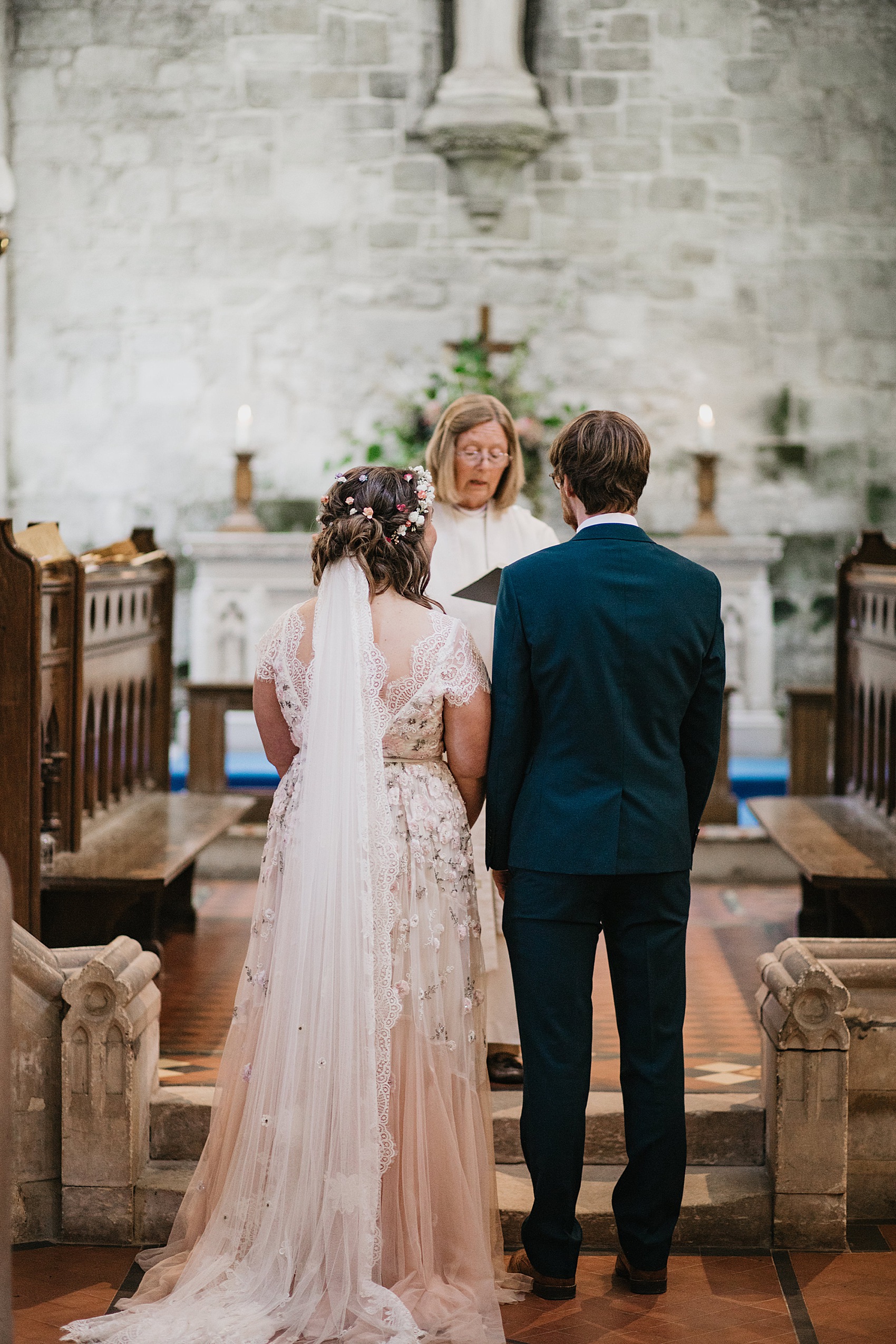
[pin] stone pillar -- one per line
(742, 566)
(109, 1069)
(867, 967)
(37, 1015)
(805, 1056)
(488, 118)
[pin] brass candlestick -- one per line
(707, 523)
(244, 518)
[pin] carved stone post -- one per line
(37, 1014)
(488, 118)
(805, 1056)
(109, 1067)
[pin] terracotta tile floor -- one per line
(53, 1285)
(713, 1299)
(728, 929)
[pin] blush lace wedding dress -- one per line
(347, 1189)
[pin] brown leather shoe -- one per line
(505, 1070)
(552, 1289)
(647, 1281)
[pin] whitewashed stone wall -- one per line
(223, 201)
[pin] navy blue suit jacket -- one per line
(609, 674)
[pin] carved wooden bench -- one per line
(845, 844)
(85, 724)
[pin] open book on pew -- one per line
(484, 589)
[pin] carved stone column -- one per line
(488, 118)
(805, 1056)
(37, 1015)
(109, 1069)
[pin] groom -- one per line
(608, 691)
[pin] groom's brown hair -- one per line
(606, 457)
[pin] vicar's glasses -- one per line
(473, 456)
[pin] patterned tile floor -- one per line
(714, 1299)
(727, 932)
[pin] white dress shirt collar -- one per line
(608, 518)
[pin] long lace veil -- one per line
(290, 1245)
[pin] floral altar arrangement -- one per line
(402, 441)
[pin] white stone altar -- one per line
(244, 582)
(742, 568)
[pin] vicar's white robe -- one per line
(471, 545)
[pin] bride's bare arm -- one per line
(280, 748)
(466, 745)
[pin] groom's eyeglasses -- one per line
(473, 457)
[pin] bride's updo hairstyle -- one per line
(376, 515)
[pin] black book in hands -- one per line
(484, 589)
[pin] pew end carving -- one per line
(845, 844)
(85, 725)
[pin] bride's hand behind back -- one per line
(466, 745)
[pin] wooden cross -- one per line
(492, 347)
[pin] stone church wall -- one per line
(225, 202)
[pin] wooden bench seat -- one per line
(845, 844)
(846, 859)
(135, 869)
(85, 725)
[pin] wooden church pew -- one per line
(845, 844)
(85, 722)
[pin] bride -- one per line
(347, 1187)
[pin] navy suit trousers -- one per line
(551, 925)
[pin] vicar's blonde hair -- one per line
(466, 413)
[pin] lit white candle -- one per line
(706, 426)
(244, 426)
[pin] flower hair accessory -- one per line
(425, 499)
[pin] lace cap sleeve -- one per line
(268, 648)
(463, 668)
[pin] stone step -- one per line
(723, 1206)
(723, 1131)
(179, 1120)
(158, 1198)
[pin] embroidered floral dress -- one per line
(440, 1221)
(347, 1187)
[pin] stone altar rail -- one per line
(85, 1058)
(828, 1015)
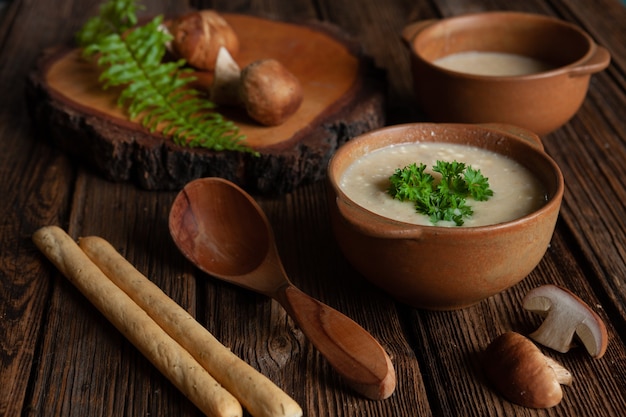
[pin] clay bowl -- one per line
(540, 102)
(437, 267)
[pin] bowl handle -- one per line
(373, 225)
(517, 131)
(598, 61)
(413, 29)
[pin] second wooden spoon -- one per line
(224, 232)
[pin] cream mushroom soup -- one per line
(492, 63)
(516, 192)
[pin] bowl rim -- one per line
(397, 228)
(563, 69)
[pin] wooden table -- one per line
(60, 357)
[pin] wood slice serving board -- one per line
(344, 96)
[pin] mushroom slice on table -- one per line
(522, 374)
(566, 316)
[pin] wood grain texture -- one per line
(59, 357)
(343, 97)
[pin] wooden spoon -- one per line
(224, 232)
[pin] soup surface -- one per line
(492, 63)
(516, 192)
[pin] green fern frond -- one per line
(155, 93)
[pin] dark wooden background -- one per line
(59, 357)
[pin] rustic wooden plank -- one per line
(451, 343)
(54, 342)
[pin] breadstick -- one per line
(150, 339)
(256, 392)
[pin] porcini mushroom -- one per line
(199, 35)
(522, 374)
(566, 316)
(265, 88)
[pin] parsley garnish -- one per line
(444, 199)
(156, 93)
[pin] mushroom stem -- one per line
(563, 376)
(225, 87)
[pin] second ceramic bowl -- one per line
(540, 102)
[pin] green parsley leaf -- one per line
(445, 200)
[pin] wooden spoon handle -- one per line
(349, 348)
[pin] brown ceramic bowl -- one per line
(540, 102)
(445, 268)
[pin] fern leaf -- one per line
(154, 93)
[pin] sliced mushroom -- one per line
(566, 316)
(522, 374)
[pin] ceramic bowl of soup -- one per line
(516, 68)
(442, 266)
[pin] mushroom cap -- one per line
(566, 316)
(270, 93)
(198, 37)
(522, 374)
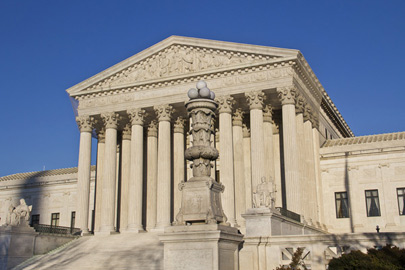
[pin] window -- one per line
(342, 205)
(401, 201)
(72, 219)
(372, 203)
(34, 220)
(55, 219)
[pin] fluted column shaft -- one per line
(255, 101)
(246, 163)
(292, 183)
(109, 173)
(135, 186)
(178, 162)
(239, 167)
(151, 191)
(125, 177)
(268, 142)
(99, 178)
(226, 157)
(164, 113)
(83, 175)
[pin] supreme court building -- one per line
(275, 123)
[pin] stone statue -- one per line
(264, 195)
(19, 215)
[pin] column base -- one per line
(201, 247)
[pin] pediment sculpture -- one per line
(19, 215)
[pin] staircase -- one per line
(141, 251)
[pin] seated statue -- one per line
(264, 195)
(19, 214)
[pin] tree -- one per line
(386, 258)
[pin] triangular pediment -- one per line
(177, 57)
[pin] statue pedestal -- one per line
(201, 247)
(17, 244)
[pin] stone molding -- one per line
(237, 117)
(152, 129)
(164, 112)
(255, 99)
(287, 95)
(225, 103)
(246, 131)
(111, 120)
(86, 123)
(126, 132)
(268, 114)
(178, 126)
(137, 116)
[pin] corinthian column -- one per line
(136, 172)
(178, 161)
(125, 177)
(151, 186)
(99, 178)
(109, 173)
(164, 113)
(287, 97)
(239, 167)
(85, 124)
(226, 175)
(268, 142)
(255, 101)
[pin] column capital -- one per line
(164, 112)
(287, 94)
(152, 129)
(86, 123)
(126, 132)
(255, 99)
(179, 125)
(300, 103)
(268, 114)
(237, 117)
(137, 116)
(225, 103)
(246, 131)
(111, 120)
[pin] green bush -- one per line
(386, 258)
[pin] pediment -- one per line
(179, 57)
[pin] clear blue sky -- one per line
(356, 49)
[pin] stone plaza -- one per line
(290, 172)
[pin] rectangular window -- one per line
(372, 203)
(73, 219)
(401, 201)
(342, 205)
(34, 220)
(55, 219)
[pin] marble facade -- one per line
(274, 121)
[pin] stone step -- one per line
(141, 251)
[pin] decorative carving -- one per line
(265, 194)
(164, 112)
(179, 125)
(299, 104)
(246, 131)
(287, 94)
(137, 116)
(86, 123)
(268, 114)
(19, 215)
(126, 132)
(237, 117)
(152, 129)
(255, 99)
(111, 120)
(225, 103)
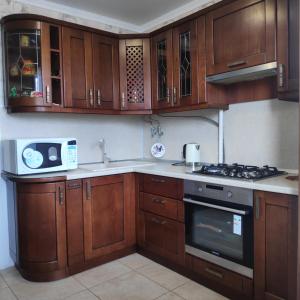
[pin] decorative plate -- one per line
(158, 150)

☆ ☆ ☆

TASK OBJECTIVE
Exact copies of all the entries are needed; output them without the pictures.

SOLUTION
[pin] stone pillar -- one per line
(742, 566)
(109, 1069)
(867, 967)
(37, 1015)
(805, 1056)
(488, 118)
[pin] brass candlestick -- one per line
(707, 523)
(244, 518)
[pin] carved stone post -- one per line
(37, 1014)
(488, 118)
(805, 1056)
(109, 1067)
[pin] terracotta tile floor -- one per line
(53, 1285)
(713, 1299)
(728, 929)
[pin] blush lace wedding dress -- one per line
(347, 1189)
[pin] brown leather shoe -- one per line
(505, 1070)
(552, 1289)
(647, 1281)
[pin] whitewashed stone wall -- one per line
(223, 201)
[pin] navy blue suit jacket -- one per line
(609, 674)
[pin] carved wooden bench -- one per line
(845, 844)
(85, 724)
[pin] open book on pew -- one per line
(484, 589)
[pin] carved stone column -- one per line
(488, 118)
(805, 1056)
(37, 1015)
(109, 1069)
[pin] groom -- one per line
(608, 691)
[pin] groom's brown hair -- one per line
(606, 457)
[pin] vicar's glasses -- one per line
(473, 456)
[pin] patterned tile floor -- one per line
(714, 1299)
(727, 932)
[pin] white dress shirt collar -- one per line
(608, 518)
[pin] long lace veil -- one per line
(290, 1245)
[pin] floral altar arrangement -- one per line
(402, 441)
[pin] white stone altar -- one per line
(244, 582)
(742, 568)
[pin] vicar's white robe -- one per line
(471, 545)
[pin] bride's bare arm -- one per line
(280, 748)
(466, 745)
[pin] groom's eyeglasses -- one per line
(473, 457)
[pin] bride's updo hairstyle -- one per line
(376, 515)
[pin] black book in hands -- one per line
(484, 589)
[pin] pew end carving -- one per line
(845, 844)
(85, 725)
[pin] bride's hand behind back -- one per line
(466, 745)
[pin] wooden cross -- one per line
(492, 347)
[pin] stone church wall -- one per line
(225, 202)
[pin] wooden bench seat -- one per line
(845, 844)
(846, 859)
(135, 869)
(85, 725)
[pin] wooden church pew -- one per line
(845, 844)
(85, 722)
[pin] bride -- one per line
(347, 1187)
[pin] navy suit trousers -- one per line
(551, 925)
[pin] vicar's blonde hair -- one per line
(466, 413)
[pin] lit white candle -- one per line
(706, 426)
(244, 426)
[pin] flower hair accessory -- one per line
(425, 499)
[pin] lace cap sleeve -- one per line
(268, 648)
(463, 668)
[pin] stone step -- one per line
(723, 1206)
(723, 1131)
(179, 1120)
(158, 1198)
[pin] embroidered floral dress -- one per line
(440, 1221)
(347, 1187)
[pin] stone altar rail -- one per line
(85, 1058)
(828, 1015)
[pin] clay bowl -- one per line
(540, 102)
(437, 267)
[pin] bowl handle -- one per line
(373, 225)
(517, 131)
(598, 61)
(413, 29)
[pin] second wooden spoon -- one per line
(224, 232)
[pin] cream mushroom soup -- one per line
(492, 63)
(516, 192)
[pin] bowl rim -- one per line
(397, 228)
(563, 69)
[pin] wooden table -- one per line
(60, 357)
[pin] wood slice serving board -- one per line
(344, 96)
[pin] mushroom slice on table -- one per line
(522, 374)
(566, 316)
[pin] wood grain texture -- one per line
(59, 357)
(343, 97)
[pin] wooden spoon -- one per line
(224, 232)
[pin] soup surface -- one per line
(492, 63)
(516, 192)
[pin] green fern frond -- one per line
(155, 93)
[pin] dark wooden background -- one per line
(59, 357)
[pin] rustic wooden plank -- one per line
(451, 343)
(54, 342)
[pin] breadstick -- one per line
(150, 339)
(256, 392)
[pin] porcini mushroom -- one per line
(199, 35)
(522, 374)
(566, 316)
(265, 88)
[pin] parsley garnish -- one per line
(444, 199)
(156, 93)
[pin] mushroom stem -- one per line
(563, 376)
(225, 87)
[pin] second ceramic bowl -- one per line
(540, 102)
[pin] green parsley leaf -- one per line
(445, 200)
[pin] wooden spoon handle -- one per line
(349, 348)
[pin] brown ceramic bowl -- one per line
(540, 102)
(445, 268)
[pin] fern leaf -- one per line
(154, 93)
[pin] sliced mushroom -- one per line
(566, 316)
(522, 374)
[pin] ceramic bowl of soup -- one per line
(516, 68)
(442, 266)
[pin] mushroom cap -- one per line
(566, 316)
(270, 93)
(198, 37)
(522, 374)
[pin] window -- one per line
(342, 205)
(401, 201)
(72, 219)
(372, 203)
(34, 220)
(55, 219)
[pin] fluted column shaft -- one per line
(255, 101)
(246, 163)
(292, 183)
(109, 173)
(135, 186)
(178, 162)
(239, 167)
(151, 191)
(125, 177)
(268, 142)
(99, 178)
(226, 157)
(164, 113)
(83, 175)
[pin] supreme court building -- one per line
(275, 123)
[pin] stone statue -- one per line
(264, 195)
(19, 215)
[pin] column base -- one per line
(201, 247)
[pin] pediment sculpture -- one per line
(19, 215)
[pin] staircase -- one per line
(141, 251)
[pin] seated statue -- one per line
(264, 195)
(19, 214)
[pin] tree -- one per line
(386, 258)
[pin] triangular pediment -- one per line
(177, 57)
[pin] statue pedestal -- one per line
(201, 247)
(17, 244)
[pin] stone molding -- one per line
(237, 117)
(152, 129)
(164, 112)
(255, 99)
(287, 95)
(225, 103)
(246, 131)
(111, 120)
(86, 123)
(126, 132)
(268, 114)
(178, 126)
(137, 116)
[pin] corinthian column -- one per line
(136, 172)
(178, 161)
(125, 177)
(151, 186)
(99, 178)
(109, 173)
(164, 113)
(287, 97)
(239, 167)
(85, 124)
(226, 175)
(268, 142)
(255, 101)
[pin] column capital -- one per line
(164, 112)
(287, 94)
(152, 129)
(86, 123)
(126, 132)
(255, 99)
(179, 125)
(300, 103)
(268, 114)
(237, 117)
(137, 116)
(225, 103)
(246, 131)
(111, 120)
[pin] green bush -- one per line
(386, 258)
[pin] pediment -- one per line
(179, 57)
[pin] clear blue sky -- one per line
(356, 49)
[pin] stone plaza -- one per line
(290, 172)
[pin] rectangular window -- one per line
(372, 203)
(73, 219)
(401, 201)
(342, 205)
(34, 220)
(55, 219)
[pin] marble facade -- one per line
(274, 121)
[pin] stone step -- one per line
(141, 251)
[pin] decorative carving -- one per line
(265, 194)
(164, 112)
(179, 125)
(299, 104)
(246, 131)
(287, 94)
(137, 116)
(86, 123)
(268, 114)
(19, 215)
(126, 132)
(237, 117)
(152, 129)
(255, 99)
(111, 120)
(225, 103)
[pin] decorative plate -- one per line
(158, 150)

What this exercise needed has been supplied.